It was eight years ago, another quietly sunny September morn, bland but for the start of that back-to-school bite in the air, and we were together all day. You called out from the next room, just as I was waking with a slight stomachache, and a feeling of disquiet.

Before the news could really absorb, you bent your head mulishly, continuing to reformat pages of your dissertation at the kitchen table. It was due today. With occasional firmness, you shooed me away from the staticky cable-less television and the tinny radio. I tried to feed us, pulling out the food processor, bowls, baking pan; an array of nuts, flour, vegetables, greens. Healthy, heavily pigmented things that had had roots. The vegetable loaf turned out as a kind of fallen pate studded with sunflower seeds, which you kindly spread onto a cracker or two, chiding and half-giggling, it’s ok, it’s ok, and no, no, no.

Dataset records:

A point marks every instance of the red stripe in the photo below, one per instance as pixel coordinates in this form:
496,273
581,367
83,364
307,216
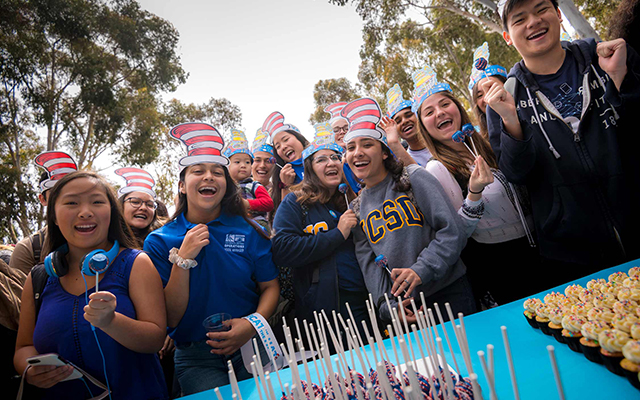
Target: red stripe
180,130
198,139
204,151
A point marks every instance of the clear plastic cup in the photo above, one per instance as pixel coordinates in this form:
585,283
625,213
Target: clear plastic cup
217,322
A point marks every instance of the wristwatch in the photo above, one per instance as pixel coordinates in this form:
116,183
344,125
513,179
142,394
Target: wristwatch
185,264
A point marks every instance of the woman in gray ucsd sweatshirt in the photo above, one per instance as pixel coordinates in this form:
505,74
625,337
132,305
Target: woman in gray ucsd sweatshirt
405,216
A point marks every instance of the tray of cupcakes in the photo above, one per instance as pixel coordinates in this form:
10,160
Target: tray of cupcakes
601,320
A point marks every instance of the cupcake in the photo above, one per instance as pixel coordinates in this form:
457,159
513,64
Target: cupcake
632,282
530,311
581,309
573,291
542,318
635,331
555,322
629,293
611,342
617,278
623,322
587,296
589,340
631,363
606,300
571,332
596,284
625,306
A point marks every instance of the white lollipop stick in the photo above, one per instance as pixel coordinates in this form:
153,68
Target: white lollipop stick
395,352
424,361
255,378
233,380
272,394
477,392
445,370
556,371
446,336
317,346
485,368
310,340
512,371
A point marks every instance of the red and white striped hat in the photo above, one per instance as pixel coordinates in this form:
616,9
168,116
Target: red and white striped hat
138,180
363,115
274,124
57,164
334,109
204,144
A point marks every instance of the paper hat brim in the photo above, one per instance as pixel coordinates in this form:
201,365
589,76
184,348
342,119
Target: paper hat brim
231,151
377,134
491,70
129,189
402,106
265,148
310,150
440,87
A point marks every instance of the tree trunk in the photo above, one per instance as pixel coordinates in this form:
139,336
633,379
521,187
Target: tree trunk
577,20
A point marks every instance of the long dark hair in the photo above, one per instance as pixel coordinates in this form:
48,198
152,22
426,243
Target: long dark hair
276,193
455,164
141,234
311,190
118,228
481,115
232,202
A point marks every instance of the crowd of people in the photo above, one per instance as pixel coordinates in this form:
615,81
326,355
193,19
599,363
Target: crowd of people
414,200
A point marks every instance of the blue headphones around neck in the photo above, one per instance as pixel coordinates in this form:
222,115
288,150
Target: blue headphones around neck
95,262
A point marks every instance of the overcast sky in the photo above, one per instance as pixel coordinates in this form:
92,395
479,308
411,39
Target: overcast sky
263,56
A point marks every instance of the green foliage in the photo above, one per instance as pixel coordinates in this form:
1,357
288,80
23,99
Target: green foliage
88,74
329,91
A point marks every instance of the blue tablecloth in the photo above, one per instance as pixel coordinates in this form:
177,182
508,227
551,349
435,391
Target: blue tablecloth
581,378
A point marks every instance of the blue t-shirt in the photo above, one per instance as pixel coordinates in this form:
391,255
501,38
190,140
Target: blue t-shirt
225,279
62,329
564,90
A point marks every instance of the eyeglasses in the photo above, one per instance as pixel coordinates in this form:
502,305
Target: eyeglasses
137,203
325,159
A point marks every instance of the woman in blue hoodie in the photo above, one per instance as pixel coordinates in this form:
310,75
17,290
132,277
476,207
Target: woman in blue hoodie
313,236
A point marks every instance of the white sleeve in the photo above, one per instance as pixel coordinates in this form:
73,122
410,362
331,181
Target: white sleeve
469,212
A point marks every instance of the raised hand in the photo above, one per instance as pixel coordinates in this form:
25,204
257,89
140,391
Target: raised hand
612,57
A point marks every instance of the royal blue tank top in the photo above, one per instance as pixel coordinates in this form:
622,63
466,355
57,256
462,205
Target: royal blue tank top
62,329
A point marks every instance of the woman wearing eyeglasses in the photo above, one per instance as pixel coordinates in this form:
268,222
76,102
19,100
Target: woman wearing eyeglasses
313,236
138,200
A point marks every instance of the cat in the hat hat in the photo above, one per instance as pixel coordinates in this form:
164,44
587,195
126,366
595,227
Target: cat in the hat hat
212,259
138,200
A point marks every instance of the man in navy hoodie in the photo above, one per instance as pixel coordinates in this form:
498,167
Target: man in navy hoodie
562,125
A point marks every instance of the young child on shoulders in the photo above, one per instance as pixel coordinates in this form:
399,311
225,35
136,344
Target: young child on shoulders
256,197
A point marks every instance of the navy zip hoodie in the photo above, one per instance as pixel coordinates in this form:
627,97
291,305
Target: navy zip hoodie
583,185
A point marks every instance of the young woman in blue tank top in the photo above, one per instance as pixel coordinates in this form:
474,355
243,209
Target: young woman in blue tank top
212,259
127,314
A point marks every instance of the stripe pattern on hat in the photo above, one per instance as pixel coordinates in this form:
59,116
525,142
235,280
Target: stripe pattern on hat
57,164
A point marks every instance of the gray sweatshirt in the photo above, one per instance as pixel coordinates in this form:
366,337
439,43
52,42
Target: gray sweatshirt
428,239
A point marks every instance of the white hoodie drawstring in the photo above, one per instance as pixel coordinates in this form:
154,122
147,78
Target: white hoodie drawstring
535,111
516,202
601,82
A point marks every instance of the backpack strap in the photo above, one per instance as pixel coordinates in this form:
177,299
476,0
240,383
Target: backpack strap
36,245
39,279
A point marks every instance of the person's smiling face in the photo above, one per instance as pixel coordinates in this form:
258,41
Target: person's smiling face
440,117
289,148
534,28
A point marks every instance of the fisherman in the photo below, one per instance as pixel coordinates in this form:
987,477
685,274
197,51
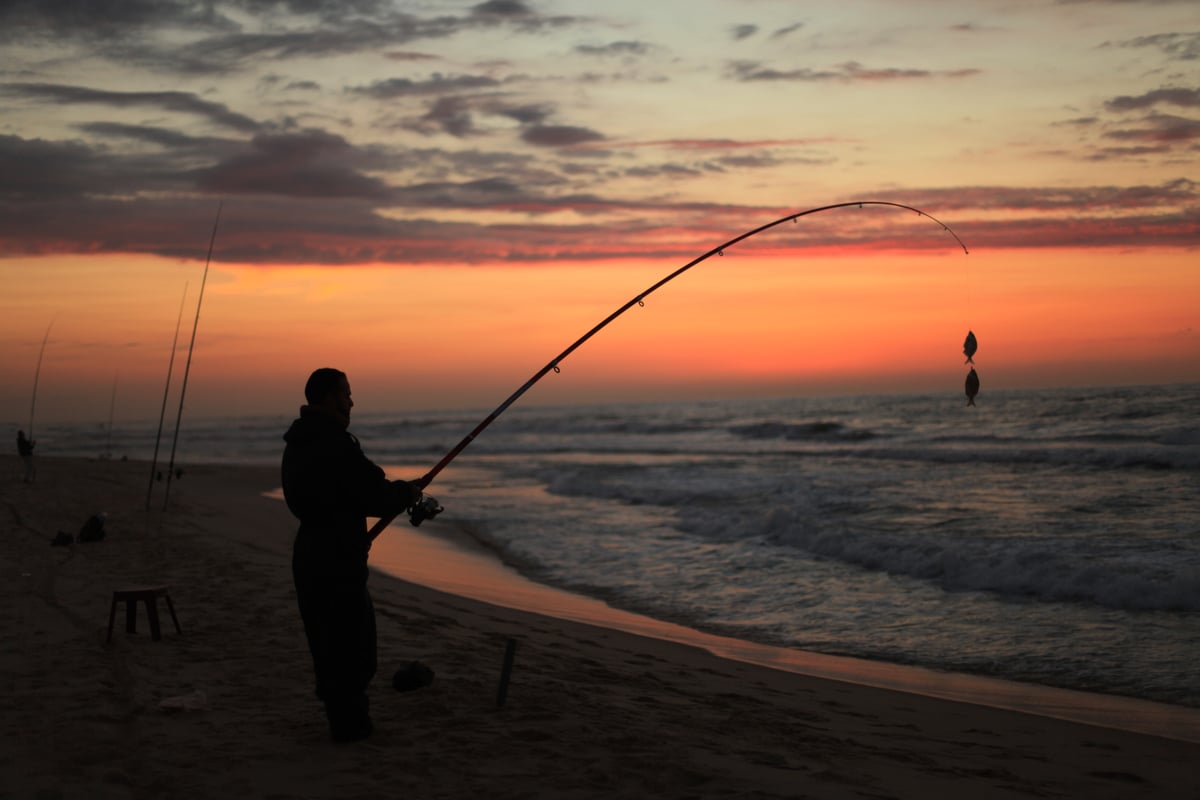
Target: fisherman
333,487
25,449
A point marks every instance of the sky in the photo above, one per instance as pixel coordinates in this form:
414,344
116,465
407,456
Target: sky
441,197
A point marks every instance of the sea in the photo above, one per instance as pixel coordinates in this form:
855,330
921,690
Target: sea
1048,536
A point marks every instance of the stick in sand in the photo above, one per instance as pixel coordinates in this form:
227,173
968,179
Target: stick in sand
162,414
502,692
187,367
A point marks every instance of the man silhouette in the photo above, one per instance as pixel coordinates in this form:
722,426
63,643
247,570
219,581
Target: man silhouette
333,487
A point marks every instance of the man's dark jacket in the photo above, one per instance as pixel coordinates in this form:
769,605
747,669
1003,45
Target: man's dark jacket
333,487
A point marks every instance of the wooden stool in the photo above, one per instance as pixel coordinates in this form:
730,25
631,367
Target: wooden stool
149,595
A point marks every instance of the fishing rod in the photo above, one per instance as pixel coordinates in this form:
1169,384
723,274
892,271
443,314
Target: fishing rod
429,507
162,414
37,372
187,366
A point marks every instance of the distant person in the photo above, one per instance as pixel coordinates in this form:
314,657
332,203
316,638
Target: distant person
333,487
25,449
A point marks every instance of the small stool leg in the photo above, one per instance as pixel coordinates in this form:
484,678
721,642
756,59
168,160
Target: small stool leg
153,613
112,618
174,619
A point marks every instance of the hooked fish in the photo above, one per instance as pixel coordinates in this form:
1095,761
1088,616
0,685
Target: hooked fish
972,386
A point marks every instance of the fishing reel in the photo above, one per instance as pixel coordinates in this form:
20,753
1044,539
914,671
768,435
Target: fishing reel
424,509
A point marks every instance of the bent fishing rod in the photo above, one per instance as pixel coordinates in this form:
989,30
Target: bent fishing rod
429,507
37,373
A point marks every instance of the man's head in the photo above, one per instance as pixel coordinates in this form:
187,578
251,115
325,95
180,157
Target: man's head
329,390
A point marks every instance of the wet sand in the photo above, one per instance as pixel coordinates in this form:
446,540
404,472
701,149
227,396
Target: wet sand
226,708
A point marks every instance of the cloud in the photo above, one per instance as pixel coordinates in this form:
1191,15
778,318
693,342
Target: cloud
436,84
1180,47
559,136
1163,128
169,101
786,30
311,163
1183,97
847,72
615,48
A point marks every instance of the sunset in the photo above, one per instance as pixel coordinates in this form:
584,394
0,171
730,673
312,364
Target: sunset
545,398
466,191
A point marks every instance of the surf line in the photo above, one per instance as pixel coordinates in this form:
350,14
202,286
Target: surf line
429,507
187,366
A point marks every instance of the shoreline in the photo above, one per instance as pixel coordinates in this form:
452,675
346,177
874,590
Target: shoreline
225,708
438,560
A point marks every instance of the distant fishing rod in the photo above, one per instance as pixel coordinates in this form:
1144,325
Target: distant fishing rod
429,507
187,367
37,372
166,391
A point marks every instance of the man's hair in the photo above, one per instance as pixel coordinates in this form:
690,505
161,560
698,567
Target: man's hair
322,383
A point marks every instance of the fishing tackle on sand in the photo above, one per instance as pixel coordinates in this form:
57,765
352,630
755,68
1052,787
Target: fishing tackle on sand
429,507
187,366
166,391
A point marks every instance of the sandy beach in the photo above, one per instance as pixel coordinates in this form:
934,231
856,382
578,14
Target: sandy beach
225,709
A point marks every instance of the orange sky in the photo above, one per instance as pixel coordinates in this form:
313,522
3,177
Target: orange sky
444,205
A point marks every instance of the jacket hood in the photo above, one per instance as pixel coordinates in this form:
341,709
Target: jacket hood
312,423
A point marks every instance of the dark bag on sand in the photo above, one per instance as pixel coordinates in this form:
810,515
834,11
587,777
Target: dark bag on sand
412,675
94,529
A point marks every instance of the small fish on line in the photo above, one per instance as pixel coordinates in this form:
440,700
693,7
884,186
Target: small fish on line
972,386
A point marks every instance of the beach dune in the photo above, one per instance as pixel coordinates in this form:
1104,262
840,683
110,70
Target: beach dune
226,709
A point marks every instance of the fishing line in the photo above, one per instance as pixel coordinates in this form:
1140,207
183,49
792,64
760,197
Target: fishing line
421,511
187,367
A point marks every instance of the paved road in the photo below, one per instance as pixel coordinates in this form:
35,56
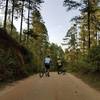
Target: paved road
56,87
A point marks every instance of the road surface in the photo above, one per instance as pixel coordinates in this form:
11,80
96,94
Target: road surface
55,87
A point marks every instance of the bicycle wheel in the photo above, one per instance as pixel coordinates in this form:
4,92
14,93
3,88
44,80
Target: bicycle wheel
41,74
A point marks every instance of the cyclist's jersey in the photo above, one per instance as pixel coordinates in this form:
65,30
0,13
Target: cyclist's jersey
59,62
47,60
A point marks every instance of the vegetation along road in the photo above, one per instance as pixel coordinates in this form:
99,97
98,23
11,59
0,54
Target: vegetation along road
55,87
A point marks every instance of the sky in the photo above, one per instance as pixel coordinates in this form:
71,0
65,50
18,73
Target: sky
57,19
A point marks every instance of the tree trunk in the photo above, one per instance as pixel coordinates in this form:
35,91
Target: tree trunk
13,5
6,10
21,20
89,42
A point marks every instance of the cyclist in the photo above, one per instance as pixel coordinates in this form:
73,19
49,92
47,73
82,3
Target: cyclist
59,65
47,63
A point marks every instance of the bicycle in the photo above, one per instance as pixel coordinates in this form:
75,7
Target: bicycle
61,71
44,72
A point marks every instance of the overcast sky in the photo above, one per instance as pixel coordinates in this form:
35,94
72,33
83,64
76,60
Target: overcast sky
57,19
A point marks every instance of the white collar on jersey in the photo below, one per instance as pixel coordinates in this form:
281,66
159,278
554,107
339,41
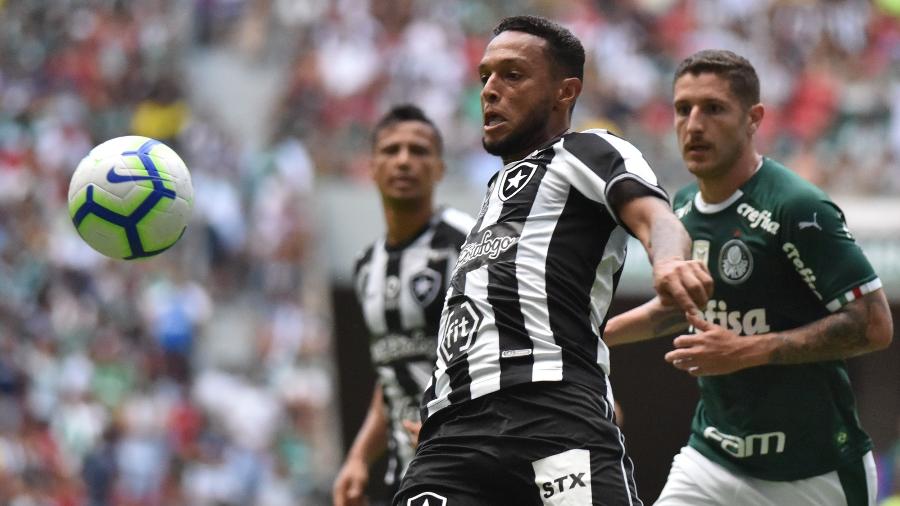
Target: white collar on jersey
707,208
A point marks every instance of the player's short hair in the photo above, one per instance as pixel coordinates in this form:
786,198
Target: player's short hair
566,52
734,68
406,112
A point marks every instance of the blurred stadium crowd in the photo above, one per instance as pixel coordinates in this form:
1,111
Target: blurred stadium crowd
204,376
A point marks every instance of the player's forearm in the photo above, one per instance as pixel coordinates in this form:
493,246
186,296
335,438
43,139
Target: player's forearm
668,240
644,322
371,440
862,326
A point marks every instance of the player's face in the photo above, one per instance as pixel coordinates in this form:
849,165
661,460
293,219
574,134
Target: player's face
518,95
713,127
406,163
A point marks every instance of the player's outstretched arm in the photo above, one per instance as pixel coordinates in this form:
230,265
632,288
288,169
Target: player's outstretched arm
862,326
652,319
371,440
677,281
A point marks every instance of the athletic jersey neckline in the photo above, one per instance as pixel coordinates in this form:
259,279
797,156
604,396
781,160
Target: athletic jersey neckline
706,208
435,214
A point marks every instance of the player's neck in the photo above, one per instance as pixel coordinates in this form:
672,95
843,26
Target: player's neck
718,188
403,224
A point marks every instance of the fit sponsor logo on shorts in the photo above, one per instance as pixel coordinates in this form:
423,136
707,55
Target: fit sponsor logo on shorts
806,274
743,323
759,219
749,445
427,499
564,478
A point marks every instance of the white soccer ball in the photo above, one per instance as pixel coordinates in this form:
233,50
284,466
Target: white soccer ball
131,197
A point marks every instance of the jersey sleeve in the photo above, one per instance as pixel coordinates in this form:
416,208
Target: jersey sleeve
817,242
598,160
361,272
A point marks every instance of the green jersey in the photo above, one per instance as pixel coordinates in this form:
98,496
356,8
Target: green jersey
781,256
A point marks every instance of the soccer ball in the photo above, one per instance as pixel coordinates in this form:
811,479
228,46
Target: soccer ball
131,197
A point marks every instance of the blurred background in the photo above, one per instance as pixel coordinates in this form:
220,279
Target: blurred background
233,369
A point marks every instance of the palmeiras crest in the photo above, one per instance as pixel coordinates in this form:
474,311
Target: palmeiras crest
513,180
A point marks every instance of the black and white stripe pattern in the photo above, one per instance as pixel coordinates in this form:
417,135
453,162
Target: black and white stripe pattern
401,291
531,289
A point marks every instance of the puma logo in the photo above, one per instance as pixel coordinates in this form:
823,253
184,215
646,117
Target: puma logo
806,224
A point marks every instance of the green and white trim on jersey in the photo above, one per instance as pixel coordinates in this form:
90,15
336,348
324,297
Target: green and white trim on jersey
854,294
781,257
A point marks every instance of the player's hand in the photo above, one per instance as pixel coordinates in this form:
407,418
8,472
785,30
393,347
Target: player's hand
714,350
350,485
413,429
683,283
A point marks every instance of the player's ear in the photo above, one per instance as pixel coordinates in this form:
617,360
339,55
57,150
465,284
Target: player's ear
755,116
569,90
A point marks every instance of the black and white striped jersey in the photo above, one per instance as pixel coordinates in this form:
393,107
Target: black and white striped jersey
401,292
530,292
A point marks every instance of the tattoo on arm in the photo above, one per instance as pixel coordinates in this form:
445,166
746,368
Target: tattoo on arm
837,336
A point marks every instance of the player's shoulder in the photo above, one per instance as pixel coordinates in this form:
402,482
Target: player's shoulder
599,141
784,190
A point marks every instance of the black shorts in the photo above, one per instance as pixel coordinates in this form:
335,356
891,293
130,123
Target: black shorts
548,443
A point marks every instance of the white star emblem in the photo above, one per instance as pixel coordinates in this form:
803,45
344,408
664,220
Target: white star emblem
514,181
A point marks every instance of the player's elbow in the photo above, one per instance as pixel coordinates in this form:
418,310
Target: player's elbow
880,334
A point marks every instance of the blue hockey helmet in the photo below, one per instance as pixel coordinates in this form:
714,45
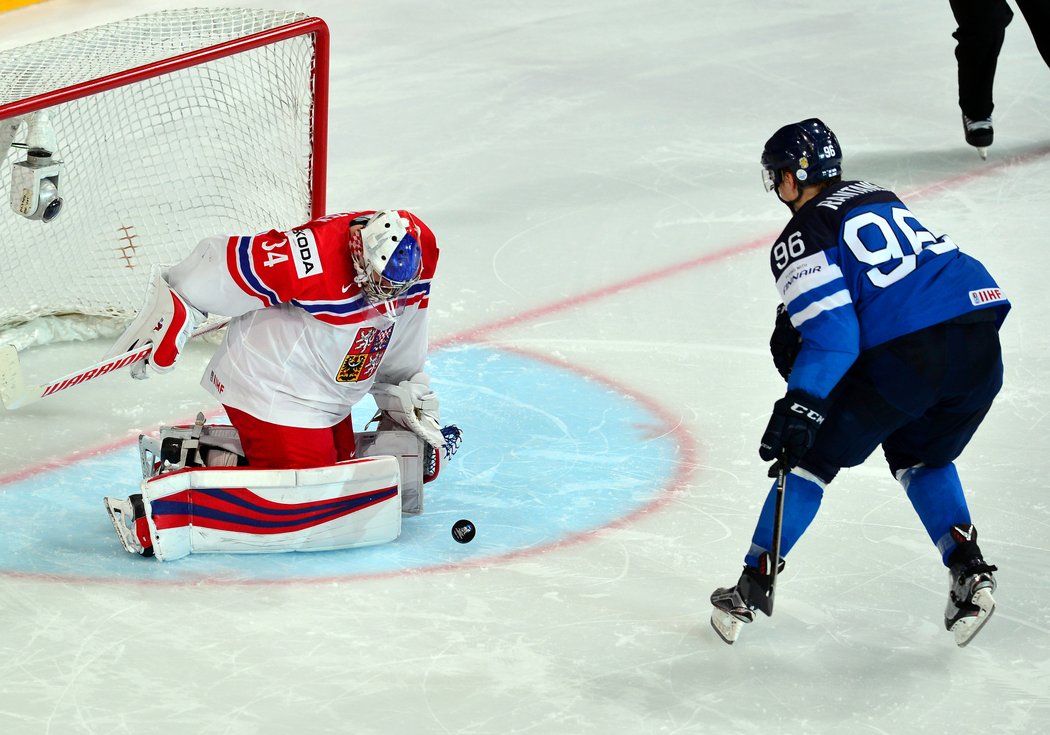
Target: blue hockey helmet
807,149
387,255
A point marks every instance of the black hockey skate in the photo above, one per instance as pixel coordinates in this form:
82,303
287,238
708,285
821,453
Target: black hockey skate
735,606
979,133
970,586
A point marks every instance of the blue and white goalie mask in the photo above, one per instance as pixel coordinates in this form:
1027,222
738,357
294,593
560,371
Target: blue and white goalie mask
386,256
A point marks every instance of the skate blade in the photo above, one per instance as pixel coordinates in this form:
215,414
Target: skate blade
965,629
119,509
726,625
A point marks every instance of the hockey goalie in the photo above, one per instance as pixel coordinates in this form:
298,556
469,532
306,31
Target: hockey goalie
322,315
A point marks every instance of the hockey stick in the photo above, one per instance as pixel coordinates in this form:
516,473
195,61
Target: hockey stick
15,393
778,515
763,599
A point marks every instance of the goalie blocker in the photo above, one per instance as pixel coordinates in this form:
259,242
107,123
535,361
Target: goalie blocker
197,496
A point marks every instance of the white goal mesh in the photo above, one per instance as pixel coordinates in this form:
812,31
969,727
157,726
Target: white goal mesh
214,123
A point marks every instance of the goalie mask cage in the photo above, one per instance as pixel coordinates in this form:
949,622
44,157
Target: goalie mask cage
171,126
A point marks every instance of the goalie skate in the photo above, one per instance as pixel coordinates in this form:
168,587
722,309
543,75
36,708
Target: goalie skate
970,586
730,613
970,602
128,519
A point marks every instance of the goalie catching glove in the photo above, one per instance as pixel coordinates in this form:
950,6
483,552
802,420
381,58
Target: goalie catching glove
166,320
412,404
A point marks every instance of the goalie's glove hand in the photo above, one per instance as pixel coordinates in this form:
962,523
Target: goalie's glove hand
793,428
784,342
166,321
412,404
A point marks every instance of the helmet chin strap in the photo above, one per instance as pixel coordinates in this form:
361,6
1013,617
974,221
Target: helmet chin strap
789,203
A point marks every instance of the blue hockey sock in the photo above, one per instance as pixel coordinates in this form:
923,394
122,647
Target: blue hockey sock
802,496
937,496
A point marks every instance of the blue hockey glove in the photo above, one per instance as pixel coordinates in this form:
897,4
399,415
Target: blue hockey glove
784,342
793,428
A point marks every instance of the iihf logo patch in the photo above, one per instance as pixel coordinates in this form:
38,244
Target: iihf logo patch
986,296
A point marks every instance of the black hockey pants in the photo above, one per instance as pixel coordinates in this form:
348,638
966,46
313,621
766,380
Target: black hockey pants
982,27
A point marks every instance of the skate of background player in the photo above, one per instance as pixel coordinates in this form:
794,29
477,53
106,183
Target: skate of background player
567,147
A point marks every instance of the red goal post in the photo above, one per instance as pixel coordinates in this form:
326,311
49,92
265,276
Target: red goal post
167,127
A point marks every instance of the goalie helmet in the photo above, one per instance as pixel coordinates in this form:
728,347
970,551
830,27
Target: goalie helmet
386,255
807,149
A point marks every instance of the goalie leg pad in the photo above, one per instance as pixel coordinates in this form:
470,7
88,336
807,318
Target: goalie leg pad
245,510
410,452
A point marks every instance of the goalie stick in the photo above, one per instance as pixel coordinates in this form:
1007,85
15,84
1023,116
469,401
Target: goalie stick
16,393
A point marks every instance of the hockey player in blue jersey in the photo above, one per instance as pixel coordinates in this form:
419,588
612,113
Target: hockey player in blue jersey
887,335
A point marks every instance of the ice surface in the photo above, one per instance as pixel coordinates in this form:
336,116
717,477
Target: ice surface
590,170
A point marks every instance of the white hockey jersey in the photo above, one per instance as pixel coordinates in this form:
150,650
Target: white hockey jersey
305,343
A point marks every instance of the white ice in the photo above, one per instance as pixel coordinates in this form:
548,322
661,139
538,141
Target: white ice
590,169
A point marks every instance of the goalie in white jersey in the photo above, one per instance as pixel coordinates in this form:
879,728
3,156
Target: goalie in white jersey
322,315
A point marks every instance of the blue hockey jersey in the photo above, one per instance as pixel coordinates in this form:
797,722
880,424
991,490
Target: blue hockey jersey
856,269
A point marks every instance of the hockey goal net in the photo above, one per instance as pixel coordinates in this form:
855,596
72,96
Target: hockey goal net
169,127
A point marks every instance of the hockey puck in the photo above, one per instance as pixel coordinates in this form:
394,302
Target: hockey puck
463,531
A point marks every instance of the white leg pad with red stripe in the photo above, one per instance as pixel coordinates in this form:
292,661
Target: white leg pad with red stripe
245,510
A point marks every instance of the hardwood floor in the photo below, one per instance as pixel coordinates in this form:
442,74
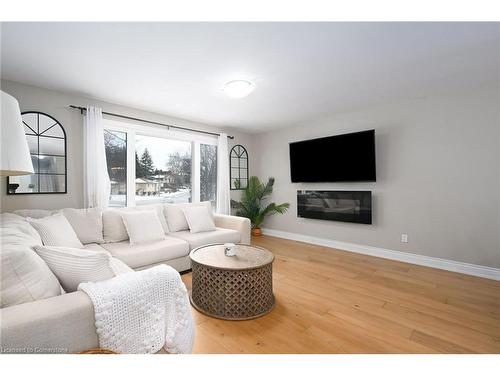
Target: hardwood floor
332,301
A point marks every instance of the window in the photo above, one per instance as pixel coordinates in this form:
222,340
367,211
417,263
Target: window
115,143
208,173
149,165
239,167
162,170
47,144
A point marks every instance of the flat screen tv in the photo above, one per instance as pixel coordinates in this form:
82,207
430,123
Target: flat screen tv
345,157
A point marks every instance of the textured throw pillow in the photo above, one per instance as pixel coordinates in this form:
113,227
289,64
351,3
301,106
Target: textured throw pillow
199,219
143,226
55,230
176,219
24,276
74,266
87,223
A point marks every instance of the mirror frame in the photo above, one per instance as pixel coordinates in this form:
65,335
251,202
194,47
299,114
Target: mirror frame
65,159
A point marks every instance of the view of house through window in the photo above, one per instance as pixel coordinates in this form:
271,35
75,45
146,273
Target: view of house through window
116,158
162,170
208,173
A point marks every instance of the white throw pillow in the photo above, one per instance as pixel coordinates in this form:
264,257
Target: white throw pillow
74,266
113,228
87,223
175,216
55,230
199,219
24,276
159,211
143,226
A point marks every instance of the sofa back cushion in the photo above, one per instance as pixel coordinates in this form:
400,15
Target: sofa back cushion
25,277
87,224
159,210
74,266
176,219
55,230
113,227
143,226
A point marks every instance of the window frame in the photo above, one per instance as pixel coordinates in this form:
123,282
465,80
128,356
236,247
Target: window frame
132,129
240,168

What to work on:
Continue the memoir passage above about the September morning eight years ago, starting right after its last sentence.

Output of the exercise:
It was airless and stifling in the dining room. From the window, the bridge, the pools of hazardous waste in a human-made chemical wetlands, the view from which toxic sunsets bled towards south Jersey; all the same. I put all I had into lifting up a paint-stuck window pane and glass shattered, a neat red line running down my hand as a small breeze entered. Later, my landlady would yell without conviction; a hard pulse at her temple, and a plangent note curling up in her hammered-flat Jersey oh-s. Her eyes stared out over the jagged shards, and I can’t remember any words said that day.

From the other side of the house, the cloud approached, and a metallic-tasting silt dust settled in our eyes, noses, and lungs.

Limbs too loose and dialogue too punchy, we walked in the sepia light down to the little community park nearest the water. People were standing around in clumps, smoking joints and cigarettes, or just standing. Helicopters dipped, swayed and circled like gulls. The smoke mushroomed, billowed, and continued to spread across the water, acrid and stinging. It was hard to understand that we were in the cloud, because we could see it there. Downtown Jersey City took brown and hazed snapshots of itself, and we carefully talked around and away from the idea of people.

The video store was still open.

We bought some food and wine, and watched "The Straight Story," of which I remember nothing but what might be printed on its sleeve. The main character a man pushing forward on a workyard CAT, to deliver sad news halfway across the country.